##### SOURCE EXTRACT #####

Defensively equipped merchant ship (DEMS) was an Admiralty Trade Division programme established in June 1939, to arm 5,500 British merchant ships with an adequate defence against enemy submarines and aircraft. The acronym DEMS was used to describe the ships carrying the guns, the guns aboard the ships, the military personnel manning the guns, and the shore establishment supporting the system.

Background
In the eighteenth and nineteenth centuries, European countries such as Spain, France, the Netherlands and Britain armed their merchant ships to prevent capture by pirates, enemy commerce raiders and privateers when they conducted overseas trade. The most heavily armed were ships carrying valuable cargo back from the Far East. Notably the East Indiamen class of ships were constructed from the keel up with defence in mind, with their heavy armament making some of the most powerful examples equivalent to naval Fourth-rate ships of the line. After the end of the Napoleonic Wars in 1815, these were replaced for some of the balance of the 19th century with faster and lighter unarmed ships such as clippers that, in theory, could outrun any threat when blockade running or carrying smaller quantities of the most valuable cargoes long distance.

Anglo-German arms race
From the turn of the 20th century, growing tensions between Europe's Great Powers included an Anglo-German naval arms race that threatened the security of merchant shipping. In December 1911 a memo from Winston Churchill, recently appointed as First Lord of the Admiralty, proposed that the utility or otherwise of arming British merchant ships "for their own defence" be ascertained. The Admiralty created a Committee on the Arming of British Merchant Vessels under Captain Alexander Duff, that reported in May 1912. In October 1912 Admiral Sir Francis Bridgeman became Churchill's First Sea Lord, and that October Bridgeman warned the Committee of Imperial Defence that "the Germans were arming their merchant ships, nominally for the protection of their own trade, but more probably in order to attack ours." The ships being armed by the Kaiserliche Marine were passenger liners that were fast enough to serve as auxiliary cruisers.

##### DATASET ENTRIES #####

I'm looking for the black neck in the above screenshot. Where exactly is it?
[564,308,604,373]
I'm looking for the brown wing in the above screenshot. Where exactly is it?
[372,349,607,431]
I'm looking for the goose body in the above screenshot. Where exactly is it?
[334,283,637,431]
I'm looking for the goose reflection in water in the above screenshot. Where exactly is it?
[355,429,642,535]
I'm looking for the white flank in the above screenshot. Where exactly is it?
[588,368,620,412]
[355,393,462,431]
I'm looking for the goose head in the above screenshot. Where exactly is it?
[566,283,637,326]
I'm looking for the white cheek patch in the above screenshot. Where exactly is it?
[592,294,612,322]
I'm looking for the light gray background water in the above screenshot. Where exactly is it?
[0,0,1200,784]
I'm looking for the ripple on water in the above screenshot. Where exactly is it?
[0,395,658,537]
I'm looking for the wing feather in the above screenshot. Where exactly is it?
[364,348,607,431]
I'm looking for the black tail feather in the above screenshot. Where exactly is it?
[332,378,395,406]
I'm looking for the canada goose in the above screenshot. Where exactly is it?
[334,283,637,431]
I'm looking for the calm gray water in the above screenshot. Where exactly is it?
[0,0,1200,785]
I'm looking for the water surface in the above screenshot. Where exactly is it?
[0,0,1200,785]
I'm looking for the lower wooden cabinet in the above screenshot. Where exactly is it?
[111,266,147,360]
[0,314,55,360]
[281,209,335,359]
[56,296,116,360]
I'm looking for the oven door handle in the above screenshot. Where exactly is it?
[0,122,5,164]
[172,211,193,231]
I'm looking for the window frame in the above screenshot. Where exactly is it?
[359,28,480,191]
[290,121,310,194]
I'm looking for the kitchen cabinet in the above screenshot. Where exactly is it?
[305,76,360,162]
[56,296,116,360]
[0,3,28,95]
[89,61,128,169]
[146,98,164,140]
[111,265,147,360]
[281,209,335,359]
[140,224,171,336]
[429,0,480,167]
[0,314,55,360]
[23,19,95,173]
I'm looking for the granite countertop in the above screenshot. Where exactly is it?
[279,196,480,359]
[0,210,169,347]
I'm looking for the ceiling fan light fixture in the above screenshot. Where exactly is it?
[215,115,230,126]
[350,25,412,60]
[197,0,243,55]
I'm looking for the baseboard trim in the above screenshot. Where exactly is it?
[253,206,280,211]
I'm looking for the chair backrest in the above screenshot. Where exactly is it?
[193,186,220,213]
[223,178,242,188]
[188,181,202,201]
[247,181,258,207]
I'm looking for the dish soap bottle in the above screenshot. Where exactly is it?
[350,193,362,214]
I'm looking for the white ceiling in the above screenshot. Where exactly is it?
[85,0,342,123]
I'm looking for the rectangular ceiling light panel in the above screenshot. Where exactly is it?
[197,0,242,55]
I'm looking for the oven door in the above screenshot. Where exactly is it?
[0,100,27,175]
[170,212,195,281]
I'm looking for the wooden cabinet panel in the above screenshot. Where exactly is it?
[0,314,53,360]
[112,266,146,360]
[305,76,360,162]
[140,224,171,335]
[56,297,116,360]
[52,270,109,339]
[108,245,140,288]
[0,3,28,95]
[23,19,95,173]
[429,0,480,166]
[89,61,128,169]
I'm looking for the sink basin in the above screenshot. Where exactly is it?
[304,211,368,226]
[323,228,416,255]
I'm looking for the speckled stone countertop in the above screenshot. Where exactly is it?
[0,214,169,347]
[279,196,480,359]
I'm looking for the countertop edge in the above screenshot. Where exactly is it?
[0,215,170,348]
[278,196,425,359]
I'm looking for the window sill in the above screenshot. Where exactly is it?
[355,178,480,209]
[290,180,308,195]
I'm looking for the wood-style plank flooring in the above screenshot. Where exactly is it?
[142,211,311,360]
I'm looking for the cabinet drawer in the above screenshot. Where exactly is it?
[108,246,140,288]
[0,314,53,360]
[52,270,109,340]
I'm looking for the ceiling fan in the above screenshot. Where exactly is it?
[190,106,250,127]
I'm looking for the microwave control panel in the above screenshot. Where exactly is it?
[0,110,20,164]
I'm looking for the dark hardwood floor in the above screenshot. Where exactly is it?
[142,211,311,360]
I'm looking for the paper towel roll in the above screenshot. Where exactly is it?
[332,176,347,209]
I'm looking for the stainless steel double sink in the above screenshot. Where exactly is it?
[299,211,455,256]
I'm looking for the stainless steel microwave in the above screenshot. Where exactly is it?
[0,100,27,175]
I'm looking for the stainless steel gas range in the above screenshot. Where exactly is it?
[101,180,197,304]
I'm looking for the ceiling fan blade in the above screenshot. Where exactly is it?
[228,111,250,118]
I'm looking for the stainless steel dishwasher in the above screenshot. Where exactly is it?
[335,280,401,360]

#####

AIM A » Rewrite the DEMS text between "Defensively equipped merchant" and "supporting the system.", inclusive, renaming every "DEMS" as "D.E.M.S.".
AIM B » According to the DEMS text, who led the Admiralty's Committee on the Arming of British Merchant Vessels?

FINISHED ANSWER A »
Defensively equipped merchant ship (D.E.M.S.) was an Admiralty Trade Division programme established in June 1939, to arm 5,500 British merchant ships with an adequate defence against enemy submarines and aircraft. The acronym D.E.M.S. was used to describe the ships carrying the guns, the guns aboard the ships, the military personnel manning the guns, and the shore establishment supporting the system.

FINISHED ANSWER B » Captain Alexander Duff